═════ Dataset

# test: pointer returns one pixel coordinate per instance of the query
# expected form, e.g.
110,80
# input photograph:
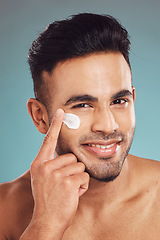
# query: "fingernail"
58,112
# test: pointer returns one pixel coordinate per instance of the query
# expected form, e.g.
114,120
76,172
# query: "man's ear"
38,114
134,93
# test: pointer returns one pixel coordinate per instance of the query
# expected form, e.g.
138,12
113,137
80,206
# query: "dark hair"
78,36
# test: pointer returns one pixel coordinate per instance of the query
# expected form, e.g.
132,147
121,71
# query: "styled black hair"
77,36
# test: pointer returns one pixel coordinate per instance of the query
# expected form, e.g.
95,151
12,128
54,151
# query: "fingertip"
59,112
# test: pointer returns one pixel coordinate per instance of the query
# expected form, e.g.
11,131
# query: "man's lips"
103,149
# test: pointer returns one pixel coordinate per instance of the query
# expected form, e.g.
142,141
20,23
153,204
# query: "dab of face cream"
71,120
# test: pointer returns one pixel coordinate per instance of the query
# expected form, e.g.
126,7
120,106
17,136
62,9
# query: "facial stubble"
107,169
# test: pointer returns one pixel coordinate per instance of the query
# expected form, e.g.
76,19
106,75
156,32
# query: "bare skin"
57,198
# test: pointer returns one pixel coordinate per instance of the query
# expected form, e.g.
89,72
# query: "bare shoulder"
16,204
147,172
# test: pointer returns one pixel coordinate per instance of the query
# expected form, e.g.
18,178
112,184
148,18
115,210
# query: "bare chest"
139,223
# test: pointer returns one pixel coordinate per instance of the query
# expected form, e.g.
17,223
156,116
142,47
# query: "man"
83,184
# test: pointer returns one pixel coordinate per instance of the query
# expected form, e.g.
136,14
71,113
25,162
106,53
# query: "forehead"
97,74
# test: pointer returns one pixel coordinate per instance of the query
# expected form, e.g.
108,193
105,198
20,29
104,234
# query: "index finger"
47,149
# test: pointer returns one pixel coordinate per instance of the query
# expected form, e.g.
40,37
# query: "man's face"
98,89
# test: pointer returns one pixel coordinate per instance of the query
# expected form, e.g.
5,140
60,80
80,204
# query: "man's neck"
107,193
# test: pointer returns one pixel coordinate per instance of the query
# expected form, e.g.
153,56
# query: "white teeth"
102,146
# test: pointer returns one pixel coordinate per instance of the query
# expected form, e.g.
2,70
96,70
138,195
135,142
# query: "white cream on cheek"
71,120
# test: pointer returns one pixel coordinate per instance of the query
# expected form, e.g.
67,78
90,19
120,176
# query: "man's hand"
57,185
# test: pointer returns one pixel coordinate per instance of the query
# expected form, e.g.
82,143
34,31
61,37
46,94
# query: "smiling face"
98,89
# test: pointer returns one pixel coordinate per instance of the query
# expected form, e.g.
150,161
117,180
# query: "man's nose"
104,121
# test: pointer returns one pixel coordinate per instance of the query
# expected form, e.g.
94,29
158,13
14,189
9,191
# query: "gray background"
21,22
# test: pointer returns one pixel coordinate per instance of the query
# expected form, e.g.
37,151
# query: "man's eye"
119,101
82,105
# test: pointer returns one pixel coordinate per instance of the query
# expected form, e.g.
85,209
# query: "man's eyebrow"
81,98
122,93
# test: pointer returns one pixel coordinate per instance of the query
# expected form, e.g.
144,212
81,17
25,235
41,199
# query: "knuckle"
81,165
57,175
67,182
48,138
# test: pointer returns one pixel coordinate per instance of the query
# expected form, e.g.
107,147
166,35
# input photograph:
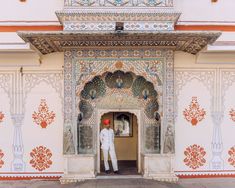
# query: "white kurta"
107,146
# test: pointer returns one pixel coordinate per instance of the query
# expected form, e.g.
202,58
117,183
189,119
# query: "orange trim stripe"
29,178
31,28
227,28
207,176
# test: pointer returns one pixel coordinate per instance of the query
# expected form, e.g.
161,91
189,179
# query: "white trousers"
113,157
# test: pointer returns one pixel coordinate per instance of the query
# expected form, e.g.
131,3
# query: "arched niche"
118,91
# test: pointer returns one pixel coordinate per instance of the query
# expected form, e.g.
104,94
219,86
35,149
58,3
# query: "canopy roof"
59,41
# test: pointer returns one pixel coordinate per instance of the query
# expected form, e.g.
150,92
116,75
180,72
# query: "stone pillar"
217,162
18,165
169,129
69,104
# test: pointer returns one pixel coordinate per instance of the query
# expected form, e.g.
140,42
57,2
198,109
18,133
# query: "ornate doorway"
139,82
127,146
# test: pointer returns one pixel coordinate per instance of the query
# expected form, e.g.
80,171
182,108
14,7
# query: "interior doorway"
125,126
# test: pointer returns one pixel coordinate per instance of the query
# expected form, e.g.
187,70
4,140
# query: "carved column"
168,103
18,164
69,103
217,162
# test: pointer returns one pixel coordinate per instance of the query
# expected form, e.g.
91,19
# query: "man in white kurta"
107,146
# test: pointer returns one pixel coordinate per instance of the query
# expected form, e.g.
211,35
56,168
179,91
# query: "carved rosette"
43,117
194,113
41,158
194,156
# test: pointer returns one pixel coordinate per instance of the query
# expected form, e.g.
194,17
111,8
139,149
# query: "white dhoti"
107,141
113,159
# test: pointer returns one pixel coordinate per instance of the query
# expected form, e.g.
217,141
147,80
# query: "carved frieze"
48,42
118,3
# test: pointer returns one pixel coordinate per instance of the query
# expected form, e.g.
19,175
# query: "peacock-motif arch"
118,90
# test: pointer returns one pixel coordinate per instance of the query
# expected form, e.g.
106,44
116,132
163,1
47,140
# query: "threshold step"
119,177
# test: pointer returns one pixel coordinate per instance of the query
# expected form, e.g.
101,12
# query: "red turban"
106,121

══════════

-- Work required --
Skip the images and write out the rest of the listing exactly.

-- Answer for the task --
# test: pointer returns one pixel coordinate per instance of the query
# expected form, e.g.
110,80
# input photograph:
# query: "fingernail"
58,112
# test: pointer returns one pixel coordinate per instance of the query
# expected form, e.g.
114,120
76,172
# query: "man's ear"
38,114
134,93
# test: pointer returns one pixel coordinate per instance of the query
# expected form, e.g.
138,12
113,137
80,206
# query: "dark hair"
78,36
# test: pointer returns one pixel coordinate per instance of the query
# expected form, e.g.
132,147
121,71
# query: "styled black hair"
77,36
# test: pointer returns one pixel coordinate per instance of the query
# expected form, e.g.
95,151
12,128
54,151
# query: "fingertip"
59,112
# test: pointer returns one pixel coordinate per instance of the query
# expected form, e.g.
11,131
# query: "man's lips"
103,149
# test: pointer returns one pixel coordinate per instance of the query
# expected form, e.g.
142,141
20,23
153,204
# query: "dab of face cream"
71,120
# test: pointer returns one pixel coordinate per instance of the query
# expected form, e.g.
126,7
120,106
17,136
62,9
# query: "facial stubble"
107,169
# test: pointer returns one pixel coordinate per instance of the query
# expected form, e.g.
76,19
106,75
156,32
# query: "bare skin"
57,198
# test: pointer returns one pixel coordinate per instance of the query
# expected form, e.g.
89,72
# query: "bare shoulder"
16,204
147,172
# test: pointer returns one pixel coordinate per instance of the query
# expected form, e.g.
18,178
112,184
148,18
115,210
# query: "bare chest"
139,223
# test: pointer returns one pixel coordinate per instance of the query
# expected form, e.g.
17,223
156,116
142,47
# query: "man"
83,184
# test: pointer returns one pixel coordinate per instance of the query
# expected form, e.g.
136,14
71,113
25,162
106,53
# query: "forehead"
97,74
# test: pointer returns one pixel coordinate per instance of the query
# expected form, e.g.
108,193
105,198
20,29
104,234
# query: "index finger"
47,149
# test: pointer returns one pixel coordinate per instance of the query
# expected form, e.g.
40,37
# query: "man's face"
98,89
# test: pointer returns one pixel coordinate per instance of the query
# expected form, e.g.
5,140
60,80
80,204
# query: "man's neck"
107,193
# test: pointer returns one pixel coordinate per instance of the query
# expected form, e.g.
153,56
# query: "white teeth"
102,146
# test: pointer returns one pixel coordinate per instance of the query
# expected form, e.g.
2,70
96,70
138,195
135,142
# query: "white cream on cheek"
71,120
# test: pointer returns one pixel coordinate per instance of the query
# expected form, e.g.
67,78
90,19
120,176
# query: "man's hand"
57,185
# test: pointer returns one pixel coordinate per instance of the query
# expected form, e.g.
82,143
34,31
61,37
46,94
# query: "smiling face"
98,89
# test: pointer returns one pixel coordinate per instance of the query
# expected form, e.g.
150,161
117,180
# query: "man's nose"
104,121
# test: pointer returns one pixel coordinate per instance of the query
# expected form, e.g.
94,29
158,13
14,189
9,191
# query: "gray background"
21,22
# test: pointer returns one pixel coordinate per instance of the query
# expected form, e.g.
37,151
# query: "man's eye"
119,101
82,105
# test: pointer returns one pixel coordinate per instance of the query
# expected form, e.g.
85,209
# query: "man's eyebrow"
81,98
122,93
# test: pointer returns one pixel coordinate per instance of the query
# expected form, e.g.
144,212
81,17
25,235
41,199
# query: "knuckle"
81,165
57,175
67,182
48,138
# test: pointer returns one pixel coordinate per instance of the query
# expected form, e.g.
107,147
166,35
# input photograph:
# query: "white kurta"
107,146
# test: pointer returns one pixel coordinate per instance of the query
# expected form, e.g.
202,58
117,183
189,119
# query: "orange trim stripe"
29,178
31,28
227,28
207,176
# test: pointer returns one pixel coordinate per instance of the query
# expected form, e.g.
161,91
189,179
# query: "white trousers"
113,157
# test: pointer returns one pixel coordinate per instance of the query
# expected form, e.g.
131,3
# query: "arched niche"
118,91
# test: pointer returns one pixel coordinate per instance of the query
# expected form, e.g.
104,94
219,86
35,149
58,3
# query: "canopy roof"
59,41
# test: pointer returns one pixel coordinate per instance of the query
# expected form, e.g.
150,92
116,75
180,72
# query: "stone pillar"
217,162
18,165
169,129
69,104
# test: pointer returns one pixel coordinate per instance of the query
# expected form, e.g.
140,42
57,2
198,109
18,133
# query: "ornate doorway"
139,82
127,146
# test: pointer returns one pixel coordinate per instance of the query
# expected form, e.g.
80,171
182,108
14,7
# query: "interior doorway"
125,126
# test: pointer returns one pixel coordinate per instance of the query
# expected form, e.g.
187,70
4,140
# query: "carved column"
168,103
18,164
69,103
217,162
# test: pointer returns one pixel coordinate per instance of the query
# expected form, e.g.
91,19
# query: "man in white kurta"
107,146
# test: pointer returns one pixel coordinate per instance of the query
# expected form, e.g.
211,35
56,168
179,91
# query: "carved rosette"
43,117
194,113
41,158
194,156
# test: pointer returns one pixel coordinate per instance of the query
# expected form, e.g.
194,17
111,8
139,149
# query: "white dhoti"
107,141
113,159
# test: pointer returns one pixel coordinate per instance of the query
# expected form, e.g.
217,141
147,80
# query: "carved frieze"
48,42
118,3
# test: pointer returns one pixel coordinate per instance of the query
# expected form, e.g.
19,175
# query: "peacock-motif arch"
118,90
# test: pointer returns one pixel coordinate per instance of the query
# expected form, e.g.
106,44
116,132
163,1
47,140
# query: "threshold step"
119,177
# test: pointer returns one pixel coordinate per instance of the query
# expected form, e.g.
101,12
# query: "red turban"
106,121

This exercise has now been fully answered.